##### THE DATA #####
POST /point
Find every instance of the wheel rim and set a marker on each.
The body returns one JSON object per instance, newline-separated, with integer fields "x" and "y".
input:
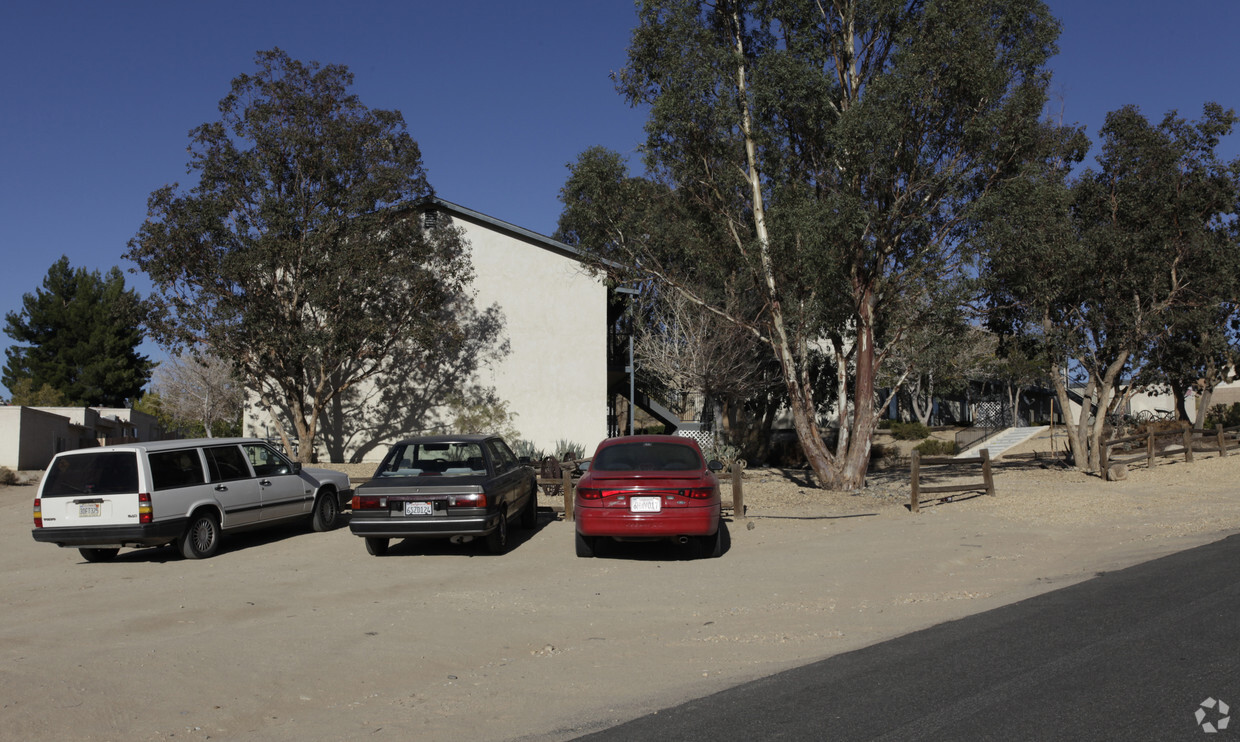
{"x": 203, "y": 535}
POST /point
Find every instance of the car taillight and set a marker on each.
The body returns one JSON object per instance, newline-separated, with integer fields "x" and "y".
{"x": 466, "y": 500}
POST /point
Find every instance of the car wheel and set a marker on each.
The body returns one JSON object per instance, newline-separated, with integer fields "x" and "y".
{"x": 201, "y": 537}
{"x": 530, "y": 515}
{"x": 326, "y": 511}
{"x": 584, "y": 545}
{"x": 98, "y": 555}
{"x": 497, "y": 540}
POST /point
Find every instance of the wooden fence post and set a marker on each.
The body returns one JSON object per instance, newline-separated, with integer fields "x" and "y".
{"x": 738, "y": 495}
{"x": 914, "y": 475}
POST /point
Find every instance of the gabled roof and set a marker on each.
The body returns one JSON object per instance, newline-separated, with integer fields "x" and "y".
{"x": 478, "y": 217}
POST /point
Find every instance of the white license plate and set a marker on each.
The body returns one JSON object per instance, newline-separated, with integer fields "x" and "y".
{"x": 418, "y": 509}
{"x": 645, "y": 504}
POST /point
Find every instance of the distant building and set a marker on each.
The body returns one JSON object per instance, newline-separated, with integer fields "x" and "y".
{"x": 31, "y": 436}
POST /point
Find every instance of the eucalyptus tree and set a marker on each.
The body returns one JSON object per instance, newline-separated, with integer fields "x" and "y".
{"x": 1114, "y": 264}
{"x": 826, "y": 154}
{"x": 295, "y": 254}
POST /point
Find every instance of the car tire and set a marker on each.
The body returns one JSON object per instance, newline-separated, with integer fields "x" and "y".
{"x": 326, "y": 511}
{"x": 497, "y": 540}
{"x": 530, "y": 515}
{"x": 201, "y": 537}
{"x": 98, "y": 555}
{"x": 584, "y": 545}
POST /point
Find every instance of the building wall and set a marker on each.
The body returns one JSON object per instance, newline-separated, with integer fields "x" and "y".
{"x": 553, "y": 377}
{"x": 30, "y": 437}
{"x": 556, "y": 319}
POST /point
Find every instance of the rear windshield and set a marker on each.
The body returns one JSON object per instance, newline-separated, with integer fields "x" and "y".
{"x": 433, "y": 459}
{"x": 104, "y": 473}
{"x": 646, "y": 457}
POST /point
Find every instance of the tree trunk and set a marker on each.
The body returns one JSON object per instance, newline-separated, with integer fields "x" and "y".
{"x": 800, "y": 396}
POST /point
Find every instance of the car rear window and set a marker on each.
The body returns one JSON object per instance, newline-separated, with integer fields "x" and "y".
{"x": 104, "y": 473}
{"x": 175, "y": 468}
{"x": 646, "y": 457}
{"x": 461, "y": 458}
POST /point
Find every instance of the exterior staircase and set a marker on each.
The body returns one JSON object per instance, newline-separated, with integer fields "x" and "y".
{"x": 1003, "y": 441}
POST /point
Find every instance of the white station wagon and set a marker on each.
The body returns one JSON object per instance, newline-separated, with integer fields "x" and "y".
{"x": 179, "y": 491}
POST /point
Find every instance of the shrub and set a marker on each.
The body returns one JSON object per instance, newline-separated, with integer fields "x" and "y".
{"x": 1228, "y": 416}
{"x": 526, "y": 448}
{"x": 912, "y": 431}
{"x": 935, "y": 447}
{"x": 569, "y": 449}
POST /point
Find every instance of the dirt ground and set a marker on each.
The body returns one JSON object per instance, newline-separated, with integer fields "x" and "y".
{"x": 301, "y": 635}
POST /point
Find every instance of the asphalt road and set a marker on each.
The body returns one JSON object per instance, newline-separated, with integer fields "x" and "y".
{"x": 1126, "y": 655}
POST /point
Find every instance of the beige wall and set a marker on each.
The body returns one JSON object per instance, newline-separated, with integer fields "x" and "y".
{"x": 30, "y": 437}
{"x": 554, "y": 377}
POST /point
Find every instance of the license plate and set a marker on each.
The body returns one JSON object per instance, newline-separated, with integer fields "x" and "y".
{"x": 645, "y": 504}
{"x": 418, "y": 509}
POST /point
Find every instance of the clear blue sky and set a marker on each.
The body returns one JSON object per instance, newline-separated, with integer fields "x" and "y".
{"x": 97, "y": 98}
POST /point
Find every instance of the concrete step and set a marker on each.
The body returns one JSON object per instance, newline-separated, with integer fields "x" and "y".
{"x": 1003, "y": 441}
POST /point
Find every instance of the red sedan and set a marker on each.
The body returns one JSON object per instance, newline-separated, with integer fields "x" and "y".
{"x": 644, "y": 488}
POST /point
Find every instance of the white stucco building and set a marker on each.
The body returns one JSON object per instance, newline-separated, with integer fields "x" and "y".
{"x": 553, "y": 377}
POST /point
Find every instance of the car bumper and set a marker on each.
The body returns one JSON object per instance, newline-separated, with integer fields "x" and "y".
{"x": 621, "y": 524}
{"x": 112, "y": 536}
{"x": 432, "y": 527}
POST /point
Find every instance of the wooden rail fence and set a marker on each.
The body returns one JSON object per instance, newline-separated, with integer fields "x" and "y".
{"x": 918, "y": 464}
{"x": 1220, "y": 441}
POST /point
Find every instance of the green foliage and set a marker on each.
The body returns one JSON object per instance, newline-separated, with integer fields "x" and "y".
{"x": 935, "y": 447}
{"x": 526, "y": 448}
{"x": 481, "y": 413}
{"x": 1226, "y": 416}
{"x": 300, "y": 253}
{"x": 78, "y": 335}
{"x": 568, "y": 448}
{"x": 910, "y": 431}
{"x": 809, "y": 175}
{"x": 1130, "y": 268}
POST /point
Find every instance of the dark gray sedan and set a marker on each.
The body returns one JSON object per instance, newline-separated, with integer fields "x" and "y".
#####
> TASK BRIEF:
Restate the listing above word for word, and skip the pictures.

> RESPONSE TO THIS TASK:
POST /point
Find every instance of the wheel rim and set a marker on each.
The body returns one JSON object per instance, newline-separated, with integer fields "x" and "y".
input:
{"x": 203, "y": 535}
POST /point
Find every instance of the car taillight and set a marker on each.
The body returns one JSON object per instance, newline-separated, with integer fields "x" and "y".
{"x": 466, "y": 500}
POST /point
Find every instance of the car wheel and set a marker on each.
The body returns one JSON object per instance, newline-separated, with integer fields "x" and "y".
{"x": 201, "y": 537}
{"x": 530, "y": 515}
{"x": 326, "y": 511}
{"x": 584, "y": 545}
{"x": 98, "y": 555}
{"x": 497, "y": 540}
POST /point
Find every instance of the wooden fence post and set a marker on each.
The body returns one JSON object per instance, newline-separated, with integer fields "x" and "y".
{"x": 738, "y": 495}
{"x": 914, "y": 475}
POST /point
Find every instance of the gabled roof and set a marker on each.
The body returns one JSON object per instance, newline-separated, with integer fields "x" and "y".
{"x": 478, "y": 217}
POST /point
Find every instance of the white license plate and set a marker on each.
The body returns one JSON object per instance, newline-separated, with integer fields "x" and "y".
{"x": 418, "y": 509}
{"x": 645, "y": 504}
POST /point
Find every instance of the distant building and set a marker on each.
The body returns one JSON object per instance, newline-separated, with integer fields "x" and "y".
{"x": 31, "y": 436}
POST /point
Find every instance of the eucalyptus tree and set a marker on each.
The body returns one JSON object per instance, newline-separated, with integer fields "x" and "y".
{"x": 1114, "y": 264}
{"x": 826, "y": 154}
{"x": 295, "y": 254}
POST /point
Find every instance of the car tire and set a marker on each.
The body returns one JSON object per instance, newline-separated, with integer fields "x" and "y".
{"x": 326, "y": 511}
{"x": 497, "y": 540}
{"x": 530, "y": 515}
{"x": 201, "y": 537}
{"x": 98, "y": 555}
{"x": 584, "y": 545}
POST /point
Find every instance of the building wall and set a marker on each.
The body returns one JSON object per instance, newline-separated, with integer fields "x" and "y".
{"x": 553, "y": 377}
{"x": 30, "y": 437}
{"x": 556, "y": 319}
POST /point
Find every instance of the rear windshield and set a marker on each.
The body returns one JSON object per instance, newline-separated, with integer fields "x" and "y".
{"x": 433, "y": 459}
{"x": 104, "y": 473}
{"x": 646, "y": 457}
POST /point
Find every instance of the tree trunk and set a marker on each.
The body returns one JSON object per instance, newline-separated, with integer fields "x" and "y".
{"x": 800, "y": 396}
POST /point
Find every instance of the car rear window and set a marker on each.
The body returns one JSON object per instance, newline-separated, with integer fields "x" and "y".
{"x": 104, "y": 473}
{"x": 175, "y": 468}
{"x": 646, "y": 457}
{"x": 461, "y": 458}
POST /point
Find every instance of the exterior staircase and set a marker on each.
The body returns one JSON object per instance, newline-separated, with integer fields "x" and "y".
{"x": 1003, "y": 441}
POST /point
Find every instance of the white station wagon and set a marker on each.
The body returns one JSON object per instance, newline-separated, with integer fields "x" and "y".
{"x": 179, "y": 491}
POST /point
Find every instance of the shrub and set a marker on each.
The body returns one JSON object per instance, newline-separated, with integer fields "x" and "y".
{"x": 1228, "y": 416}
{"x": 526, "y": 448}
{"x": 912, "y": 431}
{"x": 935, "y": 447}
{"x": 569, "y": 449}
POST /point
Find every instance of the dirt ground and set a marker on each.
The body returns one JSON object per instance, newline-separated, with integer fields "x" and "y".
{"x": 301, "y": 635}
POST /point
Find every instance of the asphalt road and set a marker on each.
The body returns one JSON object per instance, newline-separated, with integer fields "x" and "y".
{"x": 1126, "y": 655}
POST /point
Find every instance of the beige wall and set a marker on each.
The body returns one JSON object per instance, newline-separated, with integer fields "x" and "y".
{"x": 30, "y": 437}
{"x": 554, "y": 377}
POST /point
Find every instance of the license plate and set a marker on each.
The body returns one JSON object per instance, newline-separated, with integer fields "x" and "y".
{"x": 645, "y": 504}
{"x": 418, "y": 509}
POST /point
Find every instance of the clear blue sky and set a marker on each.
The body returns one JSON object per instance, newline-separated, with integer fields "x" and "y".
{"x": 97, "y": 98}
POST /point
Find every instance of the concrete step and set a marker on each.
The body returns one JSON object per instance, newline-separated, with integer fields "x" and "y".
{"x": 1003, "y": 441}
POST /point
Find every instance of the red sedan and set a marker on each.
The body returns one JSON object per instance, newline-separated, with integer fields "x" and "y".
{"x": 644, "y": 488}
POST /point
Find every instance of the white stucco building and set a marker on each.
The body returns one JSON object per instance, newline-separated, with integer fields "x" and "y".
{"x": 553, "y": 377}
POST /point
Find every instance of the car bumper and set a marker on each.
The body returns one JSON object per instance, newline-separated, with integer fields "x" and "y".
{"x": 621, "y": 524}
{"x": 112, "y": 536}
{"x": 432, "y": 527}
POST /point
Find every instance of the wooden rail fence and set a marker on each.
The body returns one JSON object per instance, newline-separated, with integer fields "x" and "y".
{"x": 918, "y": 464}
{"x": 1220, "y": 441}
POST /point
Find every instance of the green foliage and set a marker on each.
The body returns one JSON object per instance, newline-separated, with integer fields "x" and "y".
{"x": 935, "y": 447}
{"x": 526, "y": 448}
{"x": 481, "y": 413}
{"x": 1226, "y": 416}
{"x": 300, "y": 253}
{"x": 78, "y": 335}
{"x": 568, "y": 448}
{"x": 910, "y": 431}
{"x": 809, "y": 175}
{"x": 1130, "y": 268}
POST /point
Find every instance of the dark gray sedan and set a marker on each.
The body returns one JSON object per instance, newline-separated, with integer fields "x" and "y".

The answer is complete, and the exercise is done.